Restösterreicher – die in den Bundesländern, wie man zwischen Stephans-, Ballhaus- und Rathausplatz auch sagt – sahen den Bedarf freilich schon. Und darum lässt sich die "Heimat großer Söhne" (beziehungsweise korrekterweise "Töchter und Söhne") auch recht schön en detail besingen vom "Bett der Raab" ganz im Osten quer übers hohe Gebirge, "wo die Gemse keck von der Felswand springt", bis hin ins Ländle, zum "Vater Rhein, noch jung an Jahren".

Das singende, klingende Österreich setzt sich aus acht offiziellen, gewissermaßen amtlich beglaubigten Landeshymnen zusammen. Die sind, zugegeben, nicht immer Juwele heimischen Musik- und Textschaffens.

Extrahierte Daten>
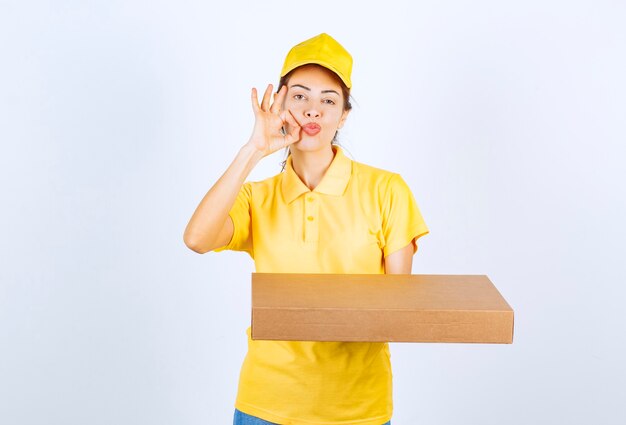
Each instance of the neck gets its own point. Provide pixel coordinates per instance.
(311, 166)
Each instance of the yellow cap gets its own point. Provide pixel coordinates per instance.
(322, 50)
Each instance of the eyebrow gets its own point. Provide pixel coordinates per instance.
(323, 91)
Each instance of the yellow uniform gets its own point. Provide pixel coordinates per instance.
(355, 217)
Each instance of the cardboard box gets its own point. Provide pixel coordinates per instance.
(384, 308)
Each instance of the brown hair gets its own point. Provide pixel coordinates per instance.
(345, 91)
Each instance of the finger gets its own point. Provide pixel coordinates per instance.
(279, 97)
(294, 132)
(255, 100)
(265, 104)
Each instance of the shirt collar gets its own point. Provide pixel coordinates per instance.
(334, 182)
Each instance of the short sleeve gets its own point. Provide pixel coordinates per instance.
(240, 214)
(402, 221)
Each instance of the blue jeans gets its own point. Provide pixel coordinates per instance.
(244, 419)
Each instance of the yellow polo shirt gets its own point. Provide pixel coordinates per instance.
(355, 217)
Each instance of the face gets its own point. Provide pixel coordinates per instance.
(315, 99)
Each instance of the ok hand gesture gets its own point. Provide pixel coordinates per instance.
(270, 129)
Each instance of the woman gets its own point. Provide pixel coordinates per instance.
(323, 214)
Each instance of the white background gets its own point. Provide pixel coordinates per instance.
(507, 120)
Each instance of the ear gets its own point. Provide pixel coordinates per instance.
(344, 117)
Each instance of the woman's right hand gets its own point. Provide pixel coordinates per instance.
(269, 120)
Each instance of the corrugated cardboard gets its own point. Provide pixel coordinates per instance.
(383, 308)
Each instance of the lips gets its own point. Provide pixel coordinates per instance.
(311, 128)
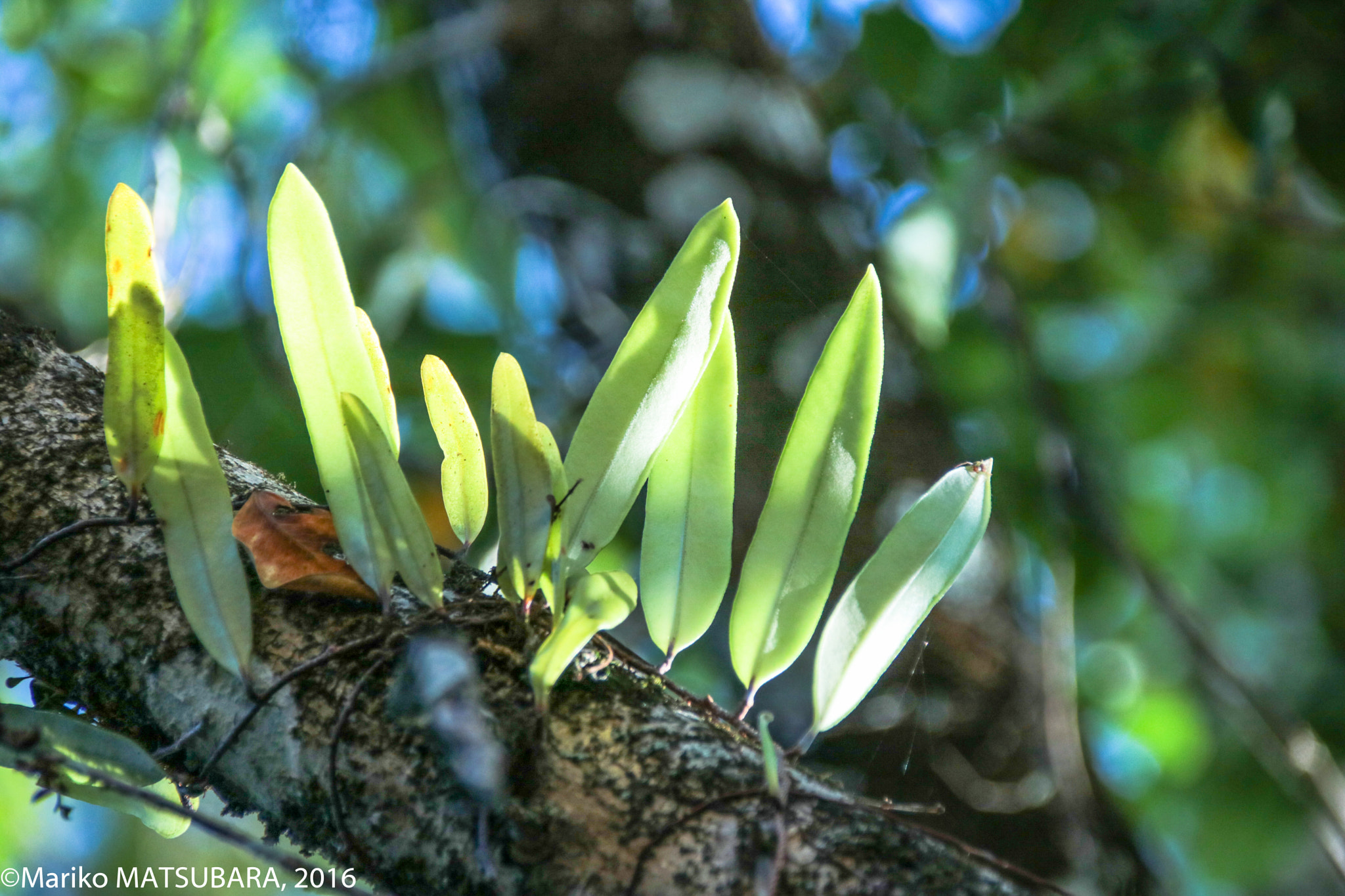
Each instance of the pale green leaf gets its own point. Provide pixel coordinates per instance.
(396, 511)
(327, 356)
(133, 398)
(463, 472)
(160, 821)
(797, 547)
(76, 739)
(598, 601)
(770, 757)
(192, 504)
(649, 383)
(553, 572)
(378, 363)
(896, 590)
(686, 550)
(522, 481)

Erklärtes Ziel A> Schreiben Sie den Text über die österreichischen Landeshymnen vollständig und ohne jede Abweichung ab.
Erklärtes Ziel B> Geben Sie die Zeilen der Datensätze von der Zeile mit „Each instance of the woman gets“ bis zum Ende der Datensätze, beide Enden eingeschlossen, erneut aus und tauschen Sie dabei „pale green leaf“ gegen „light green leaf“, ohne sonst etwas zu ändern. Lassen Sie die Bilder in der Antwort weg.

Vollständige Antwort A>
Restösterreicher – die in den Bundesländern, wie man zwischen Stephans-, Ballhaus- und Rathausplatz auch sagt – sahen den Bedarf freilich schon. Und darum lässt sich die "Heimat großer Söhne" (beziehungsweise korrekterweise "Töchter und Söhne") auch recht schön en detail besingen vom "Bett der Raab" ganz im Osten quer übers hohe Gebirge, "wo die Gemse keck von der Felswand springt", bis hin ins Ländle, zum "Vater Rhein, noch jung an Jahren".

Das singende, klingende Österreich setzt sich aus acht offiziellen, gewissermaßen amtlich beglaubigten Landeshymnen zusammen. Die sind, zugegeben, nicht immer Juwele heimischen Musik- und Textschaffens.

Vollständige Antwort B>
Each instance of the woman gets its own point. Provide pixel coordinates per instance.
(323, 214)
Each instance of the white background gets its own point. Provide pixel coordinates per instance.
(507, 120)
Each instance of the ear gets its own point. Provide pixel coordinates per instance.
(344, 117)
Each instance of the woman's right hand gets its own point. Provide pixel coordinates per instance.
(269, 120)
Each instance of the corrugated cardboard gets its own point. Provide pixel coordinates per instance.
(383, 308)
Each instance of the lips gets its own point. Provide pixel coordinates per instance.
(311, 128)
Each instance of the light green leaf gets its own point. Provide pixel coordinates per instance.
(396, 511)
(327, 356)
(133, 398)
(463, 472)
(160, 821)
(797, 547)
(76, 739)
(598, 601)
(770, 757)
(192, 504)
(649, 383)
(553, 572)
(378, 363)
(896, 590)
(686, 550)
(522, 481)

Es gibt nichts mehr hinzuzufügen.